Exercise directions
Can you change each "Camera-trap tally" to "Landmark tally" in the items below, keeping everything else the same and leaving out the pictures?

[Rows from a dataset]
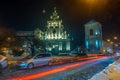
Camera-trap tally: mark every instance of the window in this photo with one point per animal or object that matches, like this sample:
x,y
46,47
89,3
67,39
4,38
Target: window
x,y
91,32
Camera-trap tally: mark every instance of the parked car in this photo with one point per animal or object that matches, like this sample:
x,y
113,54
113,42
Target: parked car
x,y
30,62
3,62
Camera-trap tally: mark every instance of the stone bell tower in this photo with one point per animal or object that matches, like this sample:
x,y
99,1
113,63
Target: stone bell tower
x,y
93,37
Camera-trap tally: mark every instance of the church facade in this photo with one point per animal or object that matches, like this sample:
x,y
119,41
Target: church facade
x,y
55,37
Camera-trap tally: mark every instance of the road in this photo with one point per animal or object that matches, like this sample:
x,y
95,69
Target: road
x,y
56,72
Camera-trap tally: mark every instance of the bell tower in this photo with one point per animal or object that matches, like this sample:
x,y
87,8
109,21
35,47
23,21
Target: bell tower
x,y
93,37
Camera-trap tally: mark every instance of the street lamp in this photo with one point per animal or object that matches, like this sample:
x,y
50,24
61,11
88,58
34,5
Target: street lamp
x,y
115,38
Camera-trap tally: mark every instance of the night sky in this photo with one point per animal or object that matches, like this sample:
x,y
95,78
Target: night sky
x,y
30,14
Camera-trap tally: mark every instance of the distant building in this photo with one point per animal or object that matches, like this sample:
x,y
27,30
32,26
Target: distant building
x,y
93,37
27,37
55,37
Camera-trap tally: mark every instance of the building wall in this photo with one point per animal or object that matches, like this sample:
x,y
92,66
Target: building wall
x,y
93,37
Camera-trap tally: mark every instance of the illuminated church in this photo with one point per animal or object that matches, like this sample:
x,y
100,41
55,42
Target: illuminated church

Response
Landmark tally: mark every instance of the window in this photo with one point per animal or object that matches, like this sample:
x,y
46,47
89,3
67,39
4,38
Target: window
x,y
91,32
Landmark tally: mark every instance of the parked car in this photo with one point per animal or object that matches, like this sample:
x,y
113,54
113,42
Target: parked car
x,y
30,62
3,62
Landmark tally: mark every instance of the stone bell tower in this photo with one point per animal or object that matches, like this sample:
x,y
99,1
113,63
Target: stone bell tower
x,y
93,37
Landmark tally: mark every instance of the church facade in this photo with one point per animal or object that matches, like this sample:
x,y
119,41
Target: church facade
x,y
55,37
Landmark tally: mark every instance of the road in this photo with one point per animal or object that matches, like this sample:
x,y
95,69
Target: road
x,y
56,72
Landmark tally: mark every instance of the bell tower in this photo with one point per animal or object that matches, like this sample:
x,y
87,8
109,21
35,47
23,21
Target: bell tower
x,y
93,37
Landmark tally: mark every instance of the street lamp in this photo with one point per animal or object that matches, like this sample:
x,y
50,24
61,11
88,58
34,5
Target: street lamp
x,y
115,38
Landmark tally: mark every instance of the night sky in this photo with one point per animal or object that matches, like this sample:
x,y
95,78
Target: night sky
x,y
30,14
Landmark tally: mark every instance of the distant building in this photo with one point per animal or object that matches, like this sample:
x,y
27,30
32,26
Target: distant building
x,y
93,37
27,37
55,37
Landmark tally: mark every instance of the building wall in this photo with one point per animal or object that matches, like this sample:
x,y
92,66
Target: building wall
x,y
93,37
Landmark tally: mark every instance of the illuminated church in this photo with one point per animal or object that matches, like this sample:
x,y
100,41
55,42
Target: illuminated church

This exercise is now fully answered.